[SOURCE RECORDS — start]

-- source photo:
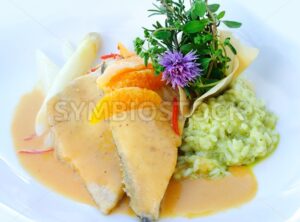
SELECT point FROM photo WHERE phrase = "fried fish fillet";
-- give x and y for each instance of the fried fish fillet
(147, 147)
(88, 148)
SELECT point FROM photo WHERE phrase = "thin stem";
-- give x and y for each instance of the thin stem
(210, 84)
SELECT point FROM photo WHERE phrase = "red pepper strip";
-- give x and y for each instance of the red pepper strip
(35, 151)
(31, 137)
(110, 56)
(175, 115)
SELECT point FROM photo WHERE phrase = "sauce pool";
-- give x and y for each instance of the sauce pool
(188, 198)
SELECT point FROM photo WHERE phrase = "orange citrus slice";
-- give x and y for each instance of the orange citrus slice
(131, 64)
(123, 100)
(124, 52)
(141, 78)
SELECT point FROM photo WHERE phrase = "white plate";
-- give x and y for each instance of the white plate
(269, 25)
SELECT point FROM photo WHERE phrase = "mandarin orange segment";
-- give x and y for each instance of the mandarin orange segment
(123, 100)
(141, 78)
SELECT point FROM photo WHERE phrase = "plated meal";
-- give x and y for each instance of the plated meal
(167, 129)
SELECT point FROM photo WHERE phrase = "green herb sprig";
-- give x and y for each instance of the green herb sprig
(185, 30)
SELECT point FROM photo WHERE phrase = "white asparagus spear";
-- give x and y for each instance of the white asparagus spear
(46, 70)
(79, 64)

[SOURCE RECORDS — finish]

**PROBLEM REQUIREMENTS:** Line count for the word "FROM": please state how many lines of the records above contain it, and nothing else.

**WRITTEN RESPONSE:** 10